● TEXTAUSZUG

********************

Für den Laufsport ist das eine erfreuliche Erkenntnis. Auch wenn sich die Studie auf Krafttraining konzentrierte, ist das Prinzip übertragbar. Koordinative Fähigkeiten, Bewegungsökonomie und muskuläre Anpassungen werden auch beim Laufen trainiert und bleiben teilweise bestehen. Wer über längere Zeit strukturiert trainiert hat, profitiert bei einer Rückkehr ins Training von diesen gespeicherten Erfahrungen. Das erklärt, warum viele nach einer längeren Pause schneller zur alten Form zurückfinden, als ursprünglich erwartet. Die sportliche Leistungsfähigkeit muss nicht vollständig von vorn beginnen, sondern folgt einem beschleunigten Wiederaufbau - unterstützt durch das gespeicherte Trainingsgedächtnis.

********************

● VORLIEGENDE DATEN
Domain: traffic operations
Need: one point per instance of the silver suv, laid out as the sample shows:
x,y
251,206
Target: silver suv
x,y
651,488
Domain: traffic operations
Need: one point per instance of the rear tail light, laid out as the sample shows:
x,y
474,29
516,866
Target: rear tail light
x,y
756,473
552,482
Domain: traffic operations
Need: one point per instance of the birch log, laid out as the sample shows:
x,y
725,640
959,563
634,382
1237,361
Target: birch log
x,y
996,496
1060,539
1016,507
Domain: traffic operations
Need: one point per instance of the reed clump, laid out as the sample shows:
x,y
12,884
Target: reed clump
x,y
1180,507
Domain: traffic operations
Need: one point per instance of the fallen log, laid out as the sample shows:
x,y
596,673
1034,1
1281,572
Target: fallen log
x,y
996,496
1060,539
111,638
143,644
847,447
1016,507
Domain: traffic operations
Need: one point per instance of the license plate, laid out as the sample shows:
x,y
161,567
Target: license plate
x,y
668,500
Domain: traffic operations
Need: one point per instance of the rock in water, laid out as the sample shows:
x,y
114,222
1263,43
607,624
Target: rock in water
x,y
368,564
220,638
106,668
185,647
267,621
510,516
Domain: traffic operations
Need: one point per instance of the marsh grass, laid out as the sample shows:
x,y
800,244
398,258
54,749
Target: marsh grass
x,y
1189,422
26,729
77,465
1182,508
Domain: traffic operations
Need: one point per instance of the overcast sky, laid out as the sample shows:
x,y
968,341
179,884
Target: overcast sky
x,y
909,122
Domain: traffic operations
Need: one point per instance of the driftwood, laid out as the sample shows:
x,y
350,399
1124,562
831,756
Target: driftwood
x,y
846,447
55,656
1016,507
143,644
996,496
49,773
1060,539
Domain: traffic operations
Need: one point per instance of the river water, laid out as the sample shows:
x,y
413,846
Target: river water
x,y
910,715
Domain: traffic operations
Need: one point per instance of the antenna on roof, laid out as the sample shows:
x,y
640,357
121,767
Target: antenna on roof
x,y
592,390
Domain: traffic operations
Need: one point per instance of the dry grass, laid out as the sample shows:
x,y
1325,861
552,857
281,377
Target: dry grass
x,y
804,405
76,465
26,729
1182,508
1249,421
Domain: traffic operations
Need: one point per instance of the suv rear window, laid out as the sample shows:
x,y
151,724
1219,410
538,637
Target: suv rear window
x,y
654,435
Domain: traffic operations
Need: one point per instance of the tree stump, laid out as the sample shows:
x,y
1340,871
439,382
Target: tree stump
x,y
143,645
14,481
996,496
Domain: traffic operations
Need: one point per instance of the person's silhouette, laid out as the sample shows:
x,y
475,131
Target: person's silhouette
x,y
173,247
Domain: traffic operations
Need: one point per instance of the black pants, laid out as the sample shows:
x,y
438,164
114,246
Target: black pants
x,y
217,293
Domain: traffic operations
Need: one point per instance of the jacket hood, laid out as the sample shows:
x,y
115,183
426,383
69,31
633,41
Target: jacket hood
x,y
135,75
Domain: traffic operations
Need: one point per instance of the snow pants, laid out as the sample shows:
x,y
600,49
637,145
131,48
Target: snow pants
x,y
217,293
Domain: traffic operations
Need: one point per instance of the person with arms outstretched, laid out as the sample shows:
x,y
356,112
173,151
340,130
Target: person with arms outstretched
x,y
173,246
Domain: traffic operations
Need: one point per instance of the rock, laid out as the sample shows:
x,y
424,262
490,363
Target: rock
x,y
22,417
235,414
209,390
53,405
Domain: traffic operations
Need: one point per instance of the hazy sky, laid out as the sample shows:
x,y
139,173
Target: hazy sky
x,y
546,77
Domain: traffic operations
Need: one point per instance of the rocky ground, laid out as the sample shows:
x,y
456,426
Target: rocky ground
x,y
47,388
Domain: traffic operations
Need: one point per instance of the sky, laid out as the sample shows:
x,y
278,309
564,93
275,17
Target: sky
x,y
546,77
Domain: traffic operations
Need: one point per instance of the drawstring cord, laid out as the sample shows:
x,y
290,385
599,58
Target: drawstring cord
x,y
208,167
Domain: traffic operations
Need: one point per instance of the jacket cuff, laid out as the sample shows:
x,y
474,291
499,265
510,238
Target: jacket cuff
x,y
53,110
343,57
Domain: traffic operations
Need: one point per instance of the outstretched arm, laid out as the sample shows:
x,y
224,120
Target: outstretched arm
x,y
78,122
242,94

********************

● AUFGABE
Setze den Textauszug über das Trainingsgedächtnis im Laufsport nach seinem letzten Satz fort. Für die Bearbeitung braucht man die Daten nicht.

● ERGEBNIS
 
Das bedeutet jedoch nicht, dass Trainingspausen folgenlos bleiben oder ein Rückstand sich von allein auflöst. Aber es zeigt, dass ein Wiedereinstieg nicht bei null beginnt. Wer den Trainingsumfang nach einer Pause dosiert steigert, dem Körper Zeit zur Anpassung lässt, auf Regelmäßigkeit statt auf sofortige Intensität setzt und ergänzend Kraft- oder Koordinationseinheiten integriert, kann die Rückkehr effizient gestalten. Die Teilnehmenden der finnischen Studie waren am Ende der zweiten Trainingsphase sogar leistungsfähiger als nach der ersten. Ein bemerkenswerter und ermutigender Befund.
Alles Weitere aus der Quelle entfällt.